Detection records
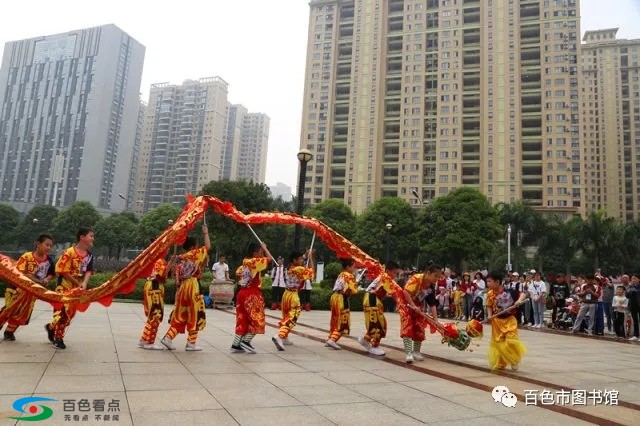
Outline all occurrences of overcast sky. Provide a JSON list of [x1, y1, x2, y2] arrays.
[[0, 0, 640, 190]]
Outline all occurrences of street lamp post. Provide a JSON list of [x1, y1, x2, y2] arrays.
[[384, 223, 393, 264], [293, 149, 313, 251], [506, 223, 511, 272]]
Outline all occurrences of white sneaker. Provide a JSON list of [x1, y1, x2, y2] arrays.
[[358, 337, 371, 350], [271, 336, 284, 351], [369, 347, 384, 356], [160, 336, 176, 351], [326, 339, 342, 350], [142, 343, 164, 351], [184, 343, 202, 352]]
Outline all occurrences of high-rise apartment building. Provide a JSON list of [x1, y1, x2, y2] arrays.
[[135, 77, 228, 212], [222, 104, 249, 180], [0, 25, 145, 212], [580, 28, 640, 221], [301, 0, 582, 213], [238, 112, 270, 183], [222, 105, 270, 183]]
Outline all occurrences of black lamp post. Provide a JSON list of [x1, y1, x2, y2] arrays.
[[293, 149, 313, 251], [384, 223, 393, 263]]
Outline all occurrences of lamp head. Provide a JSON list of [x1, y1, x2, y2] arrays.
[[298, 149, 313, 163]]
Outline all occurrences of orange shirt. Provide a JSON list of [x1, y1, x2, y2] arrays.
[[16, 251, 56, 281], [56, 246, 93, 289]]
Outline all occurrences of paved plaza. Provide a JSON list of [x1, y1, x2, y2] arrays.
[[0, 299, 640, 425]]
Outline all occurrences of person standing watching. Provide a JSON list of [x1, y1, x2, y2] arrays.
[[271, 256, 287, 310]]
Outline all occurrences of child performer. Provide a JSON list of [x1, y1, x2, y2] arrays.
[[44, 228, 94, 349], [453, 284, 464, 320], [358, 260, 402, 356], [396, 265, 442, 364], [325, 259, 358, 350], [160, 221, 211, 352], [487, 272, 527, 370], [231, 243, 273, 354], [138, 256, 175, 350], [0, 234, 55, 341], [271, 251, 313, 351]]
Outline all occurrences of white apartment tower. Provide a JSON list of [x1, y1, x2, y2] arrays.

▶ **Instruction**
Reproduce every line of the records above word for word, omitting the pictures.

▶ **Reply**
Outline all occurrences of overcast sky. Provide a JSON list of [x1, y1, x2, y2] arrays.
[[0, 0, 640, 190]]
Outline all occurrences of street lamp post. Provide a JSON list of [x1, y1, x2, y2] arrays.
[[384, 223, 393, 264], [293, 149, 313, 251], [506, 223, 511, 272]]
Outline all occurrences of white sneaker. Provide a JSON list of [x1, y1, x2, y2] arrays.
[[358, 337, 371, 350], [271, 336, 284, 351], [369, 347, 384, 356], [160, 336, 176, 351], [326, 339, 342, 350], [142, 343, 164, 351], [184, 343, 202, 352]]
Outline all occurrences of high-rise apartment building. Provide a JSON list of [x1, y1, x2, y2] arrays.
[[135, 77, 228, 212], [222, 104, 249, 180], [0, 25, 145, 212], [580, 28, 640, 221], [301, 0, 582, 213], [238, 112, 270, 183], [222, 105, 270, 183]]
Outline all occurrences of black lamp post. Provide a JSON list of [x1, y1, x2, y2] arrays.
[[293, 149, 313, 251], [384, 223, 393, 263]]
Outline all occurrences of lamp head. Provide a JSON list of [x1, y1, x2, y2] arrays.
[[298, 149, 313, 163]]
Outline all occurrences of orange shirt. Provide a JSON list of [x1, y1, x2, y2] arrays.
[[16, 251, 56, 281], [56, 246, 93, 289]]
Outline all occurrences of paved plaza. Provide a JSON list of [x1, y1, x2, y2] arrays.
[[0, 299, 640, 425]]
Outline all occurrences of person standing watching. Provide a JSON list of [x1, y1, x2, y2] arrays.
[[271, 256, 287, 310]]
Outline all occurrences of child performer. Provide a JSON list of [x1, y1, x2, y2] arrays.
[[44, 228, 94, 349], [453, 284, 464, 320], [358, 260, 402, 356], [396, 265, 442, 364], [325, 259, 358, 350], [160, 221, 211, 352], [487, 272, 527, 370], [231, 243, 273, 354], [138, 256, 175, 350], [0, 234, 55, 341], [271, 251, 313, 351]]
Outline all occurrences of white apartment tower. Provide a JSON list of [x1, y1, x2, y2] arrays.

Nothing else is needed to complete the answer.